(Records from a data collection)
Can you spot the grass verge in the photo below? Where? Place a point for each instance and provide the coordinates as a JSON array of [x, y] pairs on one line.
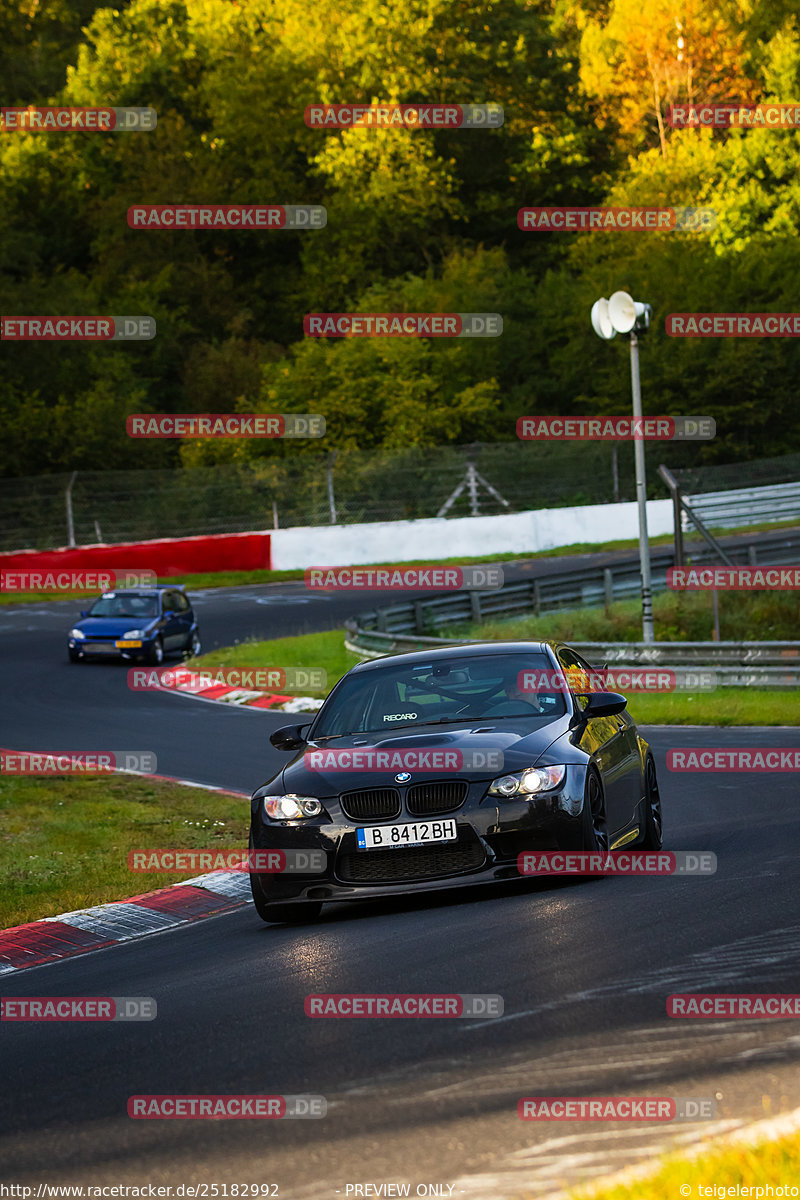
[[678, 617], [723, 1171], [65, 840]]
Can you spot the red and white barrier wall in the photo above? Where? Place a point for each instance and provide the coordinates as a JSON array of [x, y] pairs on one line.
[[439, 538], [356, 545], [168, 557]]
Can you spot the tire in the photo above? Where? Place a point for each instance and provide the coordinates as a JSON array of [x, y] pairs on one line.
[[595, 833], [155, 655], [192, 647], [283, 913], [651, 838]]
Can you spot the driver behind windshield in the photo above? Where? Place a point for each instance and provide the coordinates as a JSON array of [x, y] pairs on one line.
[[517, 702]]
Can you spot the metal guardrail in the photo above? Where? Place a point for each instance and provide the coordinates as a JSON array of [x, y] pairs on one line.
[[735, 664], [745, 505], [575, 588], [409, 624]]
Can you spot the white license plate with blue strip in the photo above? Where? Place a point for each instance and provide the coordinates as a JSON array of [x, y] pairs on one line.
[[416, 833]]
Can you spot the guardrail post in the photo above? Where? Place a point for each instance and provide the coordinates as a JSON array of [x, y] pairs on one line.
[[608, 586]]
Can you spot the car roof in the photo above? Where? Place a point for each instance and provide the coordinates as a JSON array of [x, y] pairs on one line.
[[148, 592], [468, 649]]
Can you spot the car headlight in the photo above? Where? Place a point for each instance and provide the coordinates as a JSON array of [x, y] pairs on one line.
[[290, 808], [527, 783]]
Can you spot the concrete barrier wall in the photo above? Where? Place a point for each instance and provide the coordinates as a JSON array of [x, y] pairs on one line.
[[438, 538]]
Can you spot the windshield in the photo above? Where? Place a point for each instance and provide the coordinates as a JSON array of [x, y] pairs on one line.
[[493, 687], [125, 606]]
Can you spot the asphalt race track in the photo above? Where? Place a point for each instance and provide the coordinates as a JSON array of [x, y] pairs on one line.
[[584, 970]]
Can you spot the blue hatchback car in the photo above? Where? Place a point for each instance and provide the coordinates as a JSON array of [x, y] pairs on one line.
[[137, 624]]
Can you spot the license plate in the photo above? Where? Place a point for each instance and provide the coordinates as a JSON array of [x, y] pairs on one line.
[[417, 833]]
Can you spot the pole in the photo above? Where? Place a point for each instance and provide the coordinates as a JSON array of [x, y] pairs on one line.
[[71, 527], [642, 498], [331, 502]]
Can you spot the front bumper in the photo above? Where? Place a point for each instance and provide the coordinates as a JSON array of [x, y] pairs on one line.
[[491, 837], [97, 647]]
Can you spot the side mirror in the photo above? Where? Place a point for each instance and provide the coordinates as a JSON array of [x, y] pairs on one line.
[[288, 737], [605, 703]]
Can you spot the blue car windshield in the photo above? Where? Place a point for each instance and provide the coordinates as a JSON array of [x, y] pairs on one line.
[[125, 606], [493, 687]]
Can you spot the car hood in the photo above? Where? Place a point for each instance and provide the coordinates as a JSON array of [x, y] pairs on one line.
[[518, 745], [110, 627]]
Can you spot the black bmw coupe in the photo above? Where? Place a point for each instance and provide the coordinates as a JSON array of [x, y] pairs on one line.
[[437, 769]]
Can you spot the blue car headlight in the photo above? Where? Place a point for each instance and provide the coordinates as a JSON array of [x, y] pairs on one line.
[[528, 783]]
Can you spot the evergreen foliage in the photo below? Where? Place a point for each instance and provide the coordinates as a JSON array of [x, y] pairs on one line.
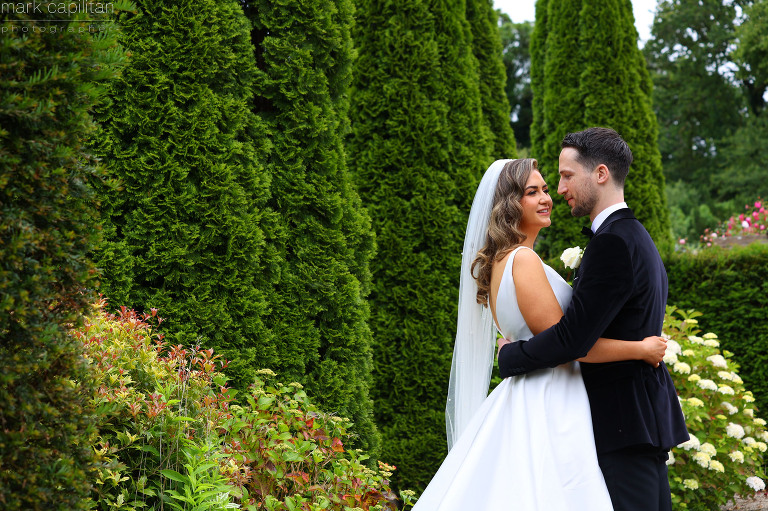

* Brief *
Rescale the records starting at the beginning and going on through the line containing "[[678, 617], [723, 1171], [65, 840]]", giving each line again, requests included, with every coordinate in the answers multiplied by 2.35 and rounded to a whole number, halves rounding up. Leave the pictures out of your reply.

* Response to the exercise *
Can you spot the grass verge in the photo below? Where? Place a point for each instance and provide the coordinates as a JSON array of [x, y] pairs on one line.
[[1593, 1450], [1699, 2752], [153, 1974]]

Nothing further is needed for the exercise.